Testo scelto -
· · · ·

I Tongue sono un misterioso quartetto del Wisconsin che rappresenta la quintessenza del sound on the road destinato a pub e roadhouse ai limiti del Gran Canyon. Eterna spalla della rockstar di turno, pubblicarono precocemente questo Keep On Truckin' (1969), che ancora risente assai di influenze tremendamente “sixties” ma che pur offre un bellissimo suono caldo di chitarra e Hammond, reminiscente di Steppenwolf, Iron Butterfly e nei passaggi blues perfino degli ultimi Doors: una sorta di piccoli Spooky Tooth made in U.S.A.

LP imponente, 12 pezzi (troppi!), quaranta minuti di musica, spazza tutto il repertorio che il gruppo aveva messo a fuoco nei primi due anni d’attività (rigorosamente dal vivo).

Si va dalle dodici battute di Homely Man Blues, che mischia Animals e Morrison Motel e si lascia docilmente dominare dall’organo di Mick Larson, ad una Get Your Shit Together palesemente derivata dal Doug Ingle del primo LP degli Iron Butterfly. Terza arriva la tirata più epica del disco, Earth Song, sette minuti belli pesanti, tra acido e metallo, senza tanta logica ma con qualche bel fuzz nel mezzo ed una lunga e sinistra coda sussurrata nella penombra delle tastiere. The Prophet continua su questa sponda simil-progressiva, ha tutta la maldestra magniloquenza dei Bloodrock di “2”, recupera l’intro di Babe I’m Gonna Leave You così come la interpretava Page, ma riesce ad affascinare grazie a quel sound sempre così vintage, come un velluto morbido e rovente allo stesso tempo. Sidewalk Celebration si abbandona, con qualche resistenza, al boogie-blues del primo John Kay, mentre la poco ispirata Every Time dispiega almeno un assolo di Rabbit alla ricerca di eroismi a buon mercato.

· · · ·

Materiale fornito -

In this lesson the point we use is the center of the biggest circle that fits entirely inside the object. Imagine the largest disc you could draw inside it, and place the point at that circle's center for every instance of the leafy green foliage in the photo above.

· · · ·

Da fare -
1) Cita alla lettera il passo della recensione del disco che comincia con "LP imponente, 12" e termina con "(rigorosamente dal vivo).".
2) Per favore, elenca nell'ordine in cui compaiono i titoli dei brani dell'LP Keep On Truckin' nominati nella recensione del disco.

Soluzioni -
1)
LP imponente, 12 pezzi (troppi!), quaranta minuti di musica, spazza tutto il repertorio che il gruppo aveva messo a fuoco nei primi due anni d’attività (rigorosamente dal vivo).

2)
Homely Man Blues
Get Your Shit Together
Earth Song
The Prophet
Sidewalk Celebration
Every Time